[Dataset records]
:::
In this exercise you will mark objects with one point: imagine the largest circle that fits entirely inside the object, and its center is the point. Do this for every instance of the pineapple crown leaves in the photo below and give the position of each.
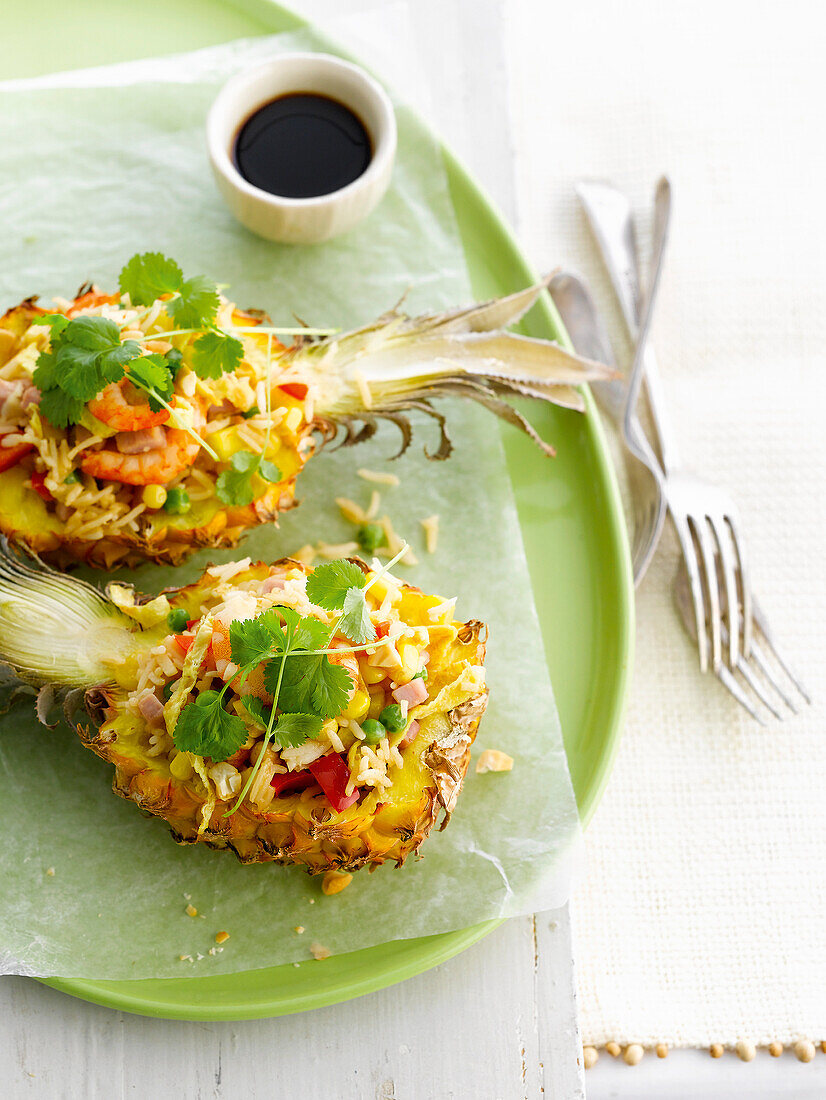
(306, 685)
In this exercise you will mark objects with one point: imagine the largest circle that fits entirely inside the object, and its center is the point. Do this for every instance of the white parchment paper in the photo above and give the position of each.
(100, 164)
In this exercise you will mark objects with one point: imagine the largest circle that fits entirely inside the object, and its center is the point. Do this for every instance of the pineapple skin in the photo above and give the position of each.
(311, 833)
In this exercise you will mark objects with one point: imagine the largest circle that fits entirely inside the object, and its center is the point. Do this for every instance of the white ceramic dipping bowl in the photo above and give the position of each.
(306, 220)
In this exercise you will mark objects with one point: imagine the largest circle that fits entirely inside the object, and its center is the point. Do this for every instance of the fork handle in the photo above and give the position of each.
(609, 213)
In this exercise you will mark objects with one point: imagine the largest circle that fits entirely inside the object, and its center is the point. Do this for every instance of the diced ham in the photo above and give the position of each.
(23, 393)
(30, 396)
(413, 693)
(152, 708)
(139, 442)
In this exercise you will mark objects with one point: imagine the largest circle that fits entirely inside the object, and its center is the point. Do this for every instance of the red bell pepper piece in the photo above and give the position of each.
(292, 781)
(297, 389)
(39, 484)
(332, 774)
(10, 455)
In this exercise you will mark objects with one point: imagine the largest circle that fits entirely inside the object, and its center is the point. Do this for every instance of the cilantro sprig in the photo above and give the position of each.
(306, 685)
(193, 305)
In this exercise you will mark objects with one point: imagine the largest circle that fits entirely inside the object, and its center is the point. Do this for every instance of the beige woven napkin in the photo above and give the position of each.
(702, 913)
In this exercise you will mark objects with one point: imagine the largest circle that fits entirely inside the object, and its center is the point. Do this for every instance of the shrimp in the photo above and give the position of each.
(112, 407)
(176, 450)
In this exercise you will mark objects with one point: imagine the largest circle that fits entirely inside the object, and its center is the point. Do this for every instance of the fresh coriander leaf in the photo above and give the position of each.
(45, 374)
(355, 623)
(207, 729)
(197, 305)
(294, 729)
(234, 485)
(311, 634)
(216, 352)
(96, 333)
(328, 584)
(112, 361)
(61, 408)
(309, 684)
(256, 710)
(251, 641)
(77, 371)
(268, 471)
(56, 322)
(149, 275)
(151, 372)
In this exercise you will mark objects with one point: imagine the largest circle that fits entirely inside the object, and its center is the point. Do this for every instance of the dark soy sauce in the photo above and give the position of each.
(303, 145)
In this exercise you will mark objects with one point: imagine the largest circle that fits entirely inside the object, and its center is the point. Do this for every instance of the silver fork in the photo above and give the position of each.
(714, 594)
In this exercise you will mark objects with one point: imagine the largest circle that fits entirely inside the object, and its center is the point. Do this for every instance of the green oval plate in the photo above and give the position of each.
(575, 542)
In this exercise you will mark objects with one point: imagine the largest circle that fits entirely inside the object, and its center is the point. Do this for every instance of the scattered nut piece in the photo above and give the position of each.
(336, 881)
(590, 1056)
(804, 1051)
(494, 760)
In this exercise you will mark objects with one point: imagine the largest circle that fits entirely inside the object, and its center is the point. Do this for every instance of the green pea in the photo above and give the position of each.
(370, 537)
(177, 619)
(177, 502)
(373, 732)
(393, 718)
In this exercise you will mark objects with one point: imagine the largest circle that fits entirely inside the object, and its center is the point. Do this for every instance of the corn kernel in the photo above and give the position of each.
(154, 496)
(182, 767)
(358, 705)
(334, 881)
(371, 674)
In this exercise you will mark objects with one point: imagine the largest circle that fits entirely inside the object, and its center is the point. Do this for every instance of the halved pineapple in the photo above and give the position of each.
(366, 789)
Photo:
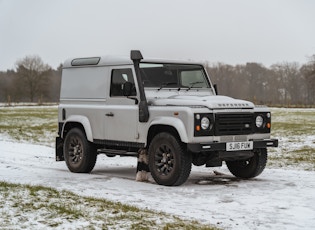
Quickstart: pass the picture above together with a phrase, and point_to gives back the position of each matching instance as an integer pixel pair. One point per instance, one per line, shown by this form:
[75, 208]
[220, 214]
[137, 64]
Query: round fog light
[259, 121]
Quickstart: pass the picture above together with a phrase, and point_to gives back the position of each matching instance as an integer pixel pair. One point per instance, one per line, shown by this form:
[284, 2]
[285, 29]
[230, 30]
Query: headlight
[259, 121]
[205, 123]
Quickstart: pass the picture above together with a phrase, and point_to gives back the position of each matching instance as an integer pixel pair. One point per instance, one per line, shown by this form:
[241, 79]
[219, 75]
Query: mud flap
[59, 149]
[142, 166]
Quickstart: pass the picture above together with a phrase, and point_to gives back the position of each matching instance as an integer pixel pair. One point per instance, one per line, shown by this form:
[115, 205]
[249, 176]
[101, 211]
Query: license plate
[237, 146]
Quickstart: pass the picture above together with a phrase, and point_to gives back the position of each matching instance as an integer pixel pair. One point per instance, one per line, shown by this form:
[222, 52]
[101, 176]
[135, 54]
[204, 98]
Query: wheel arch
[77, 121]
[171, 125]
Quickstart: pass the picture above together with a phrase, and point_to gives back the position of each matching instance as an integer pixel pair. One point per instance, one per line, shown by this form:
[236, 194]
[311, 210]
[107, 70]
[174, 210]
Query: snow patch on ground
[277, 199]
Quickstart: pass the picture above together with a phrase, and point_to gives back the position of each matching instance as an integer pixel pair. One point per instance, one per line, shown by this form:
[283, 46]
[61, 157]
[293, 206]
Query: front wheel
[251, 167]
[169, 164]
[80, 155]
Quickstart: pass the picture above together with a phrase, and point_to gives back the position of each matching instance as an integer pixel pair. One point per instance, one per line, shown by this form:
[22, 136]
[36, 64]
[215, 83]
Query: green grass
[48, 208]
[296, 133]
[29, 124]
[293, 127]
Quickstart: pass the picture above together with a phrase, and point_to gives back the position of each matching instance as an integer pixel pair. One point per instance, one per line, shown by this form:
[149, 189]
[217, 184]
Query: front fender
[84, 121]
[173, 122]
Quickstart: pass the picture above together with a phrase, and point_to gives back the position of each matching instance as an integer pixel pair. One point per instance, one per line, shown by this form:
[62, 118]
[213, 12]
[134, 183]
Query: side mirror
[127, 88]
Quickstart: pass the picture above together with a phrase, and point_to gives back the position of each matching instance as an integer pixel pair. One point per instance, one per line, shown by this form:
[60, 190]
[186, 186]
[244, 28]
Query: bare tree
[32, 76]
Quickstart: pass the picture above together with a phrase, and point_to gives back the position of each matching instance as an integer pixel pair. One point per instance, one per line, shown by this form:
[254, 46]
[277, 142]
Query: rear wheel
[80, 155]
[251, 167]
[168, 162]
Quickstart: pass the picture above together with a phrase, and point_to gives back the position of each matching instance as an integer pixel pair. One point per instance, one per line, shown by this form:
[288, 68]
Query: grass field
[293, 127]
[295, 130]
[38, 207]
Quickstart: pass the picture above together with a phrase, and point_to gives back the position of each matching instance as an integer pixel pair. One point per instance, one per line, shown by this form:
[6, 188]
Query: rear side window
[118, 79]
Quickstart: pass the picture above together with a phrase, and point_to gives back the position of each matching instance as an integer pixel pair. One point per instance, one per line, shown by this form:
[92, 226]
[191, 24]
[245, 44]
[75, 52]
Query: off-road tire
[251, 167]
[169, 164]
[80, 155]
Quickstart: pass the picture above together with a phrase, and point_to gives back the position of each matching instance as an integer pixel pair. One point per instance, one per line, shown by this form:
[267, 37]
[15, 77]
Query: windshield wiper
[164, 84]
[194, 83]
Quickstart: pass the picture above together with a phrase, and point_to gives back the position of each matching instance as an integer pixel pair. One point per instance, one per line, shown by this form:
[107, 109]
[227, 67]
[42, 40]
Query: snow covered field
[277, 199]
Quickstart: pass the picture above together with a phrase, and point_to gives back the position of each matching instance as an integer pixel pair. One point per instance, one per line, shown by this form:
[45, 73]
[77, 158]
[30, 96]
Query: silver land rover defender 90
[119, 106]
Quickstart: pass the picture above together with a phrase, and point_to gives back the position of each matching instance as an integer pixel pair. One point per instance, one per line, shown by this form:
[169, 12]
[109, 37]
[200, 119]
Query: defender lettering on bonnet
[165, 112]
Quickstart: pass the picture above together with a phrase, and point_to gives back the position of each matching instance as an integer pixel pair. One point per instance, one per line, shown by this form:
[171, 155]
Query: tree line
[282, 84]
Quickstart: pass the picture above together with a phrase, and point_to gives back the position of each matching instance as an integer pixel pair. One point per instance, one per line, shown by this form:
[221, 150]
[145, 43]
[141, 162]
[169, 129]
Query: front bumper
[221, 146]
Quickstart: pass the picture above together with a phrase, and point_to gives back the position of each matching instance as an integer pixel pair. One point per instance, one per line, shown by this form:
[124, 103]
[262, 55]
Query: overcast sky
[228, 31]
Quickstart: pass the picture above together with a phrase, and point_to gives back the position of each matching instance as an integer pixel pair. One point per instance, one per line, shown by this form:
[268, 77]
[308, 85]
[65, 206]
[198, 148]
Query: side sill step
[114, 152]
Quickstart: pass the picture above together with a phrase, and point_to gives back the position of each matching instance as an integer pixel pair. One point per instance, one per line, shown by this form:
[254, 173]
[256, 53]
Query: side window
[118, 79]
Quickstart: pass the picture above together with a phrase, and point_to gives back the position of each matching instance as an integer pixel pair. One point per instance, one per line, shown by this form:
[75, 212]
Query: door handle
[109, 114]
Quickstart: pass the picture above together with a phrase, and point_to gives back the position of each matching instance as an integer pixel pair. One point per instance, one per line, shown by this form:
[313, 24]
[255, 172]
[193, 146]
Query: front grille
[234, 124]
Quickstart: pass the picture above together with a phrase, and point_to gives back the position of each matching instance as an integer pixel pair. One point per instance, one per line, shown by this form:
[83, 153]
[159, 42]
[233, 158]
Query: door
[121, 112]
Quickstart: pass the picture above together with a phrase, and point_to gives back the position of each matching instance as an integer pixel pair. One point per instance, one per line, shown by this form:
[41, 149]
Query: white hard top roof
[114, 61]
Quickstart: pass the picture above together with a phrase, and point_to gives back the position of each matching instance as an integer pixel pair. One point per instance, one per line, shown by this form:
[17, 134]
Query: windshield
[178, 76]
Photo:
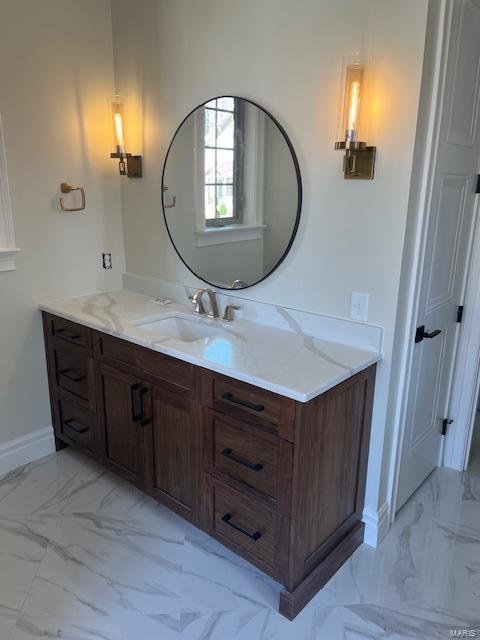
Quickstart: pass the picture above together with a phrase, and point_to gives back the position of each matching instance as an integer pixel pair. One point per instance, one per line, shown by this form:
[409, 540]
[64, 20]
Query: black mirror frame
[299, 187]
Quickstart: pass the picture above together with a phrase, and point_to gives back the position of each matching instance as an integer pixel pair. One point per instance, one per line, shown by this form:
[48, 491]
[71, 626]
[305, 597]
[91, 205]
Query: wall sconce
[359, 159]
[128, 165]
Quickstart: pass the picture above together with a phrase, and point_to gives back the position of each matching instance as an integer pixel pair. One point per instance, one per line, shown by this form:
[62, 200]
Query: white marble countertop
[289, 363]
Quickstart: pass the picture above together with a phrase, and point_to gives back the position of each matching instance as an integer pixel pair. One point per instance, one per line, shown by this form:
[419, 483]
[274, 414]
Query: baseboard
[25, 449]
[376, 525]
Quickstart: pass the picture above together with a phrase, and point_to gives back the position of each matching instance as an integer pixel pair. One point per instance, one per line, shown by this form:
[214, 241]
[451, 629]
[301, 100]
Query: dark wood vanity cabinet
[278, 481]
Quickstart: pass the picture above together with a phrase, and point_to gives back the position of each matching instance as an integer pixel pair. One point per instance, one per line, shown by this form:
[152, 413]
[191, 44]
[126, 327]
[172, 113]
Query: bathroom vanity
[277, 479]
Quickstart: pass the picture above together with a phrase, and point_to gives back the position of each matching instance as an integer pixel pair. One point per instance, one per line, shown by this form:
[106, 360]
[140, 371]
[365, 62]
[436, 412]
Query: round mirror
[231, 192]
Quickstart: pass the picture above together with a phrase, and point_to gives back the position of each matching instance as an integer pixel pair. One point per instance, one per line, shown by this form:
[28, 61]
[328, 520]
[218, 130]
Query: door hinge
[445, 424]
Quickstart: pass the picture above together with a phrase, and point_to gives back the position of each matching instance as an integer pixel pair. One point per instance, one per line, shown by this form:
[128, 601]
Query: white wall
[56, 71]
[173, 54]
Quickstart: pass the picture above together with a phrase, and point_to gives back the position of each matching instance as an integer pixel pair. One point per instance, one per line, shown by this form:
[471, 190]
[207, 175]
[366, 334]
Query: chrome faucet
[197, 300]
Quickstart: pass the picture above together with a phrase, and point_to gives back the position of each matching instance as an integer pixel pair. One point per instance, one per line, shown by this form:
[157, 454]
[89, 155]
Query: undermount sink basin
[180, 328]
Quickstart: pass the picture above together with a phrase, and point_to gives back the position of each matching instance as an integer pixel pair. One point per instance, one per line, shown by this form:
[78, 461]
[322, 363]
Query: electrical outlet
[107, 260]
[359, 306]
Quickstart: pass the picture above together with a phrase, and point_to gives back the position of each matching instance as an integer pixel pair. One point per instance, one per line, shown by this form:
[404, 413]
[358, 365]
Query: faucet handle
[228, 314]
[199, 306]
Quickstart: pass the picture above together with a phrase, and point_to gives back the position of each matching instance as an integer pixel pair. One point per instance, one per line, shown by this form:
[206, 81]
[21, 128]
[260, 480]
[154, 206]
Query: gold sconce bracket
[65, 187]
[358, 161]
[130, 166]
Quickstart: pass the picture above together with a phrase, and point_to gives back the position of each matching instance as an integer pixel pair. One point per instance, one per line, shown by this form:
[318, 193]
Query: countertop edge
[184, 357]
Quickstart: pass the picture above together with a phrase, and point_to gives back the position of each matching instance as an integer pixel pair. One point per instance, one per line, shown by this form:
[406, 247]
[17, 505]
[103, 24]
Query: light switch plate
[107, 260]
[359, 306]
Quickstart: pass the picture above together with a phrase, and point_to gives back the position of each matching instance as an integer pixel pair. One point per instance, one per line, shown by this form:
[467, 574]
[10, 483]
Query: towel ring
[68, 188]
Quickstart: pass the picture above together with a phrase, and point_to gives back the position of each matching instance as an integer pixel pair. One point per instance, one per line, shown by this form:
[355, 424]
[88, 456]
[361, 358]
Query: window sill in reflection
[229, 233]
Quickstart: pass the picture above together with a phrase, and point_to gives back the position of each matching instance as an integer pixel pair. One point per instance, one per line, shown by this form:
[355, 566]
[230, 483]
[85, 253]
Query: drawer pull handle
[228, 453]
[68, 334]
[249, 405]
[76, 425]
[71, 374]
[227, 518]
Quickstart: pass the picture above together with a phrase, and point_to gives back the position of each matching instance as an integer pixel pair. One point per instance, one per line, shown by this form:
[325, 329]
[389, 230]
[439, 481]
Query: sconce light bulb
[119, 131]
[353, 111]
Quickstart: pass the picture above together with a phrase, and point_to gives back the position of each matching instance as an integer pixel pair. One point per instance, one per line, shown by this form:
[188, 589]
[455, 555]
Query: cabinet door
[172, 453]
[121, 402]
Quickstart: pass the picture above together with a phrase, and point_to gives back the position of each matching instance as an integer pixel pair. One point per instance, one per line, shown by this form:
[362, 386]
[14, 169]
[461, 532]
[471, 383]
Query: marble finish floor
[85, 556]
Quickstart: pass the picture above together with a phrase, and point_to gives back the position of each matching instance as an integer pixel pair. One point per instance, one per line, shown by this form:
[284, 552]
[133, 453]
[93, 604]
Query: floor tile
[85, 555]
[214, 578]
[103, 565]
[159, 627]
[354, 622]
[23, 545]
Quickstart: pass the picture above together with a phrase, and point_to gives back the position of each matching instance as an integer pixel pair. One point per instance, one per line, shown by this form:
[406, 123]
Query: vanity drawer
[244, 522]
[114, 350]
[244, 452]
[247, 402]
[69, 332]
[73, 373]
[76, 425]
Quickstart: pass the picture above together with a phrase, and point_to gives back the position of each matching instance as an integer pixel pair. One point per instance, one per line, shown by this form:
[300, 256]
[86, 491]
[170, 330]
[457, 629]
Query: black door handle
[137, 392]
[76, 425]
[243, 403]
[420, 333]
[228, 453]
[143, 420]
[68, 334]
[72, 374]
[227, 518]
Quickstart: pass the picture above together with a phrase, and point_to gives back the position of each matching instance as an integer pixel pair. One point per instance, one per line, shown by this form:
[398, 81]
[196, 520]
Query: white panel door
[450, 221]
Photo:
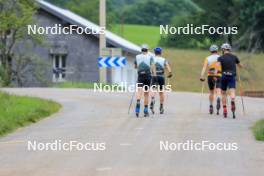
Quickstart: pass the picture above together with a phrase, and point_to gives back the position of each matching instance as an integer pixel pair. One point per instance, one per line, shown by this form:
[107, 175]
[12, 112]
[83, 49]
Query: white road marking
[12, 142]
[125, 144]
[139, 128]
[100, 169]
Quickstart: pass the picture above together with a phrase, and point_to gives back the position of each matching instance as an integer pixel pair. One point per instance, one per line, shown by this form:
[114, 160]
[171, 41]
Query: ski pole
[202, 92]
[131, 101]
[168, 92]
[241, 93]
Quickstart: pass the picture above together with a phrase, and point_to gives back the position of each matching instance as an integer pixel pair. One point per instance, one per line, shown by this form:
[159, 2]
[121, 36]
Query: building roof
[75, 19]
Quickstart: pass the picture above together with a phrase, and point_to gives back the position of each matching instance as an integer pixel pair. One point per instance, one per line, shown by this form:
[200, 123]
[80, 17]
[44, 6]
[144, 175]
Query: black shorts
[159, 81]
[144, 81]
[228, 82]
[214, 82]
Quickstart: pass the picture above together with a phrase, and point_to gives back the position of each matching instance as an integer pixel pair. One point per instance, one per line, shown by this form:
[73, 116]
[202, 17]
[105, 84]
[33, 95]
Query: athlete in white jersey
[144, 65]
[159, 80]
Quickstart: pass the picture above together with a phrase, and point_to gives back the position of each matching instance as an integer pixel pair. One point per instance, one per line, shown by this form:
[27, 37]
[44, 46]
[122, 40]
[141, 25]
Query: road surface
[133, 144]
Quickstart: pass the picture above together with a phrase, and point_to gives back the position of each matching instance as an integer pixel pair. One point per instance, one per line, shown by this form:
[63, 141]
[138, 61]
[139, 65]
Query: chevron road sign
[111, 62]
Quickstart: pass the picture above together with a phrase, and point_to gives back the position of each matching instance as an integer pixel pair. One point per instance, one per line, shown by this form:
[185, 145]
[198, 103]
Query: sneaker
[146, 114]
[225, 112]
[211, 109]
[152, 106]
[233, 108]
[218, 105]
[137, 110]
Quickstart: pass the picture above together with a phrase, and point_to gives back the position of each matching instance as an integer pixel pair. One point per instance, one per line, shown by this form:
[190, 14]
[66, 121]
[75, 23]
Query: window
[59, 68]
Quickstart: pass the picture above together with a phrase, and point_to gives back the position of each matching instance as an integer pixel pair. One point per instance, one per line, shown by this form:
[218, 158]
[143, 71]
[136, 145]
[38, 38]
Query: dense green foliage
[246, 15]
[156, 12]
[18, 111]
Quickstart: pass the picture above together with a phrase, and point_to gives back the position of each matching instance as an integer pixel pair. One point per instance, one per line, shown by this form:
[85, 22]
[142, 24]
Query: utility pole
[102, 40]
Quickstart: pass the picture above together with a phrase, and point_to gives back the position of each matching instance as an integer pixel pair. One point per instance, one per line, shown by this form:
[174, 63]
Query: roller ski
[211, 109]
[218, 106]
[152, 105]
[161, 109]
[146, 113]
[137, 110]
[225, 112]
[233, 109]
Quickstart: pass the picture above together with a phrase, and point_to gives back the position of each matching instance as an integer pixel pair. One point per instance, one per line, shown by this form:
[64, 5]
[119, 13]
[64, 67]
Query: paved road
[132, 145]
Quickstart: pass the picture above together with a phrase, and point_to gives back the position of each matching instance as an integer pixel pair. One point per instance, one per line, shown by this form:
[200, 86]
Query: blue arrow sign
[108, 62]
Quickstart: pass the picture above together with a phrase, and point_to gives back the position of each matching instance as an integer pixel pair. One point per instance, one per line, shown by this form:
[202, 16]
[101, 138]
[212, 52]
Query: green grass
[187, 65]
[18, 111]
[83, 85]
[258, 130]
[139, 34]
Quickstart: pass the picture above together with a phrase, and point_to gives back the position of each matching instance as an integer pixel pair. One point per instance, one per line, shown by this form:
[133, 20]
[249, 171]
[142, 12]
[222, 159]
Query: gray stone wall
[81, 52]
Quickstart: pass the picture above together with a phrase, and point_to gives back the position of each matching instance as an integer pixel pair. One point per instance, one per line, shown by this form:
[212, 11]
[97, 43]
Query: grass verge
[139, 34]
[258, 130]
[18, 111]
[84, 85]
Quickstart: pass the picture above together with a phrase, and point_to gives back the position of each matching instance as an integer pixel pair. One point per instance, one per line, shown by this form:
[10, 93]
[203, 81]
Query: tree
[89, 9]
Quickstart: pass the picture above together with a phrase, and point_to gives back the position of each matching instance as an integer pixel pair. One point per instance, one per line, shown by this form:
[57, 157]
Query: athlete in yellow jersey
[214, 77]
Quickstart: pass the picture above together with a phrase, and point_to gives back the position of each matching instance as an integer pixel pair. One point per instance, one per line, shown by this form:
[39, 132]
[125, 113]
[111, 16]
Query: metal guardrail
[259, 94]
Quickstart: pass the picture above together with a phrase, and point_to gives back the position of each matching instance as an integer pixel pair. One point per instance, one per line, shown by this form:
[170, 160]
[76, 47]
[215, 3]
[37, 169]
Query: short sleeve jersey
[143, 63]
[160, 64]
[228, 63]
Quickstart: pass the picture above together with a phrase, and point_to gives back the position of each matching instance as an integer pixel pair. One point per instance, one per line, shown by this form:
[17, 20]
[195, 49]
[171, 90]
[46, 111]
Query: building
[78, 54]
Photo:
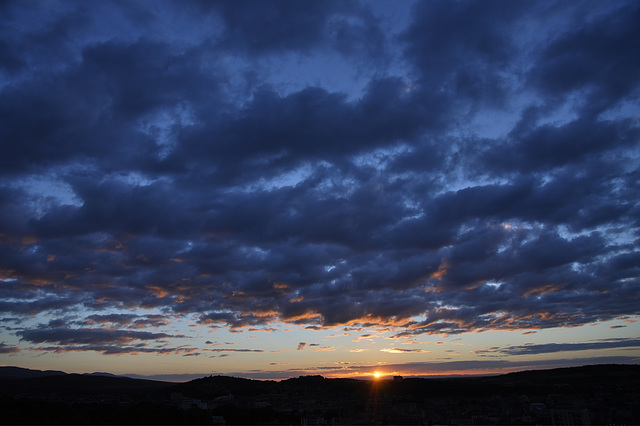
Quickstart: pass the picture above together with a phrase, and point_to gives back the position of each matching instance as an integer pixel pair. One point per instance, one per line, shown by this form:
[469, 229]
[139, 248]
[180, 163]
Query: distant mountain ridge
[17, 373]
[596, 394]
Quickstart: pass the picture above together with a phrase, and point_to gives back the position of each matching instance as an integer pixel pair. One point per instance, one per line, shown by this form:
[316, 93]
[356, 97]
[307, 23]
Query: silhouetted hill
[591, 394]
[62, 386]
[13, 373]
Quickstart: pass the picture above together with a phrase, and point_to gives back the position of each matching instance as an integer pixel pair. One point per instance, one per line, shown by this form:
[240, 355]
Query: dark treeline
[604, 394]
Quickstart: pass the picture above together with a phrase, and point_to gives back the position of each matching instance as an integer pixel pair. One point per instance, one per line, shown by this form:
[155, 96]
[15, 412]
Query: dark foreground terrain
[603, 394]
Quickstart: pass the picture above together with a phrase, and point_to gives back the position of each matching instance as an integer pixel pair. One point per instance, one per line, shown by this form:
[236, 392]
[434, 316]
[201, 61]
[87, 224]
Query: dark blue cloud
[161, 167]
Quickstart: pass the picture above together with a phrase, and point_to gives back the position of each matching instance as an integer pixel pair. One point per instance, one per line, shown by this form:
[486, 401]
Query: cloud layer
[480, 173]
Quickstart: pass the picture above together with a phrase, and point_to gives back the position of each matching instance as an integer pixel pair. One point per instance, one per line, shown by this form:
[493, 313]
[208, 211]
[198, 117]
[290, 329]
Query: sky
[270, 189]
:::
Exercise details
Could you write out, unchanged, the line with "Query: dark blue cloud" and every line after it in the data above?

Solution for this problem
Query: dark blue cloud
[161, 167]
Quickstart: pass the picture above together with a phrase, and point_to gives back the position of each matching instance as an integer pixel pair. One point per instance, one per line, shown by this form:
[486, 401]
Query: cloud layer
[480, 173]
Quickstart: pass the picture above together with a phrase, and point_to gives back the position of each matching instance as an integer pixel pair. One point per instance, one per line, shown by this form:
[493, 313]
[208, 211]
[198, 117]
[290, 329]
Query: sky
[270, 189]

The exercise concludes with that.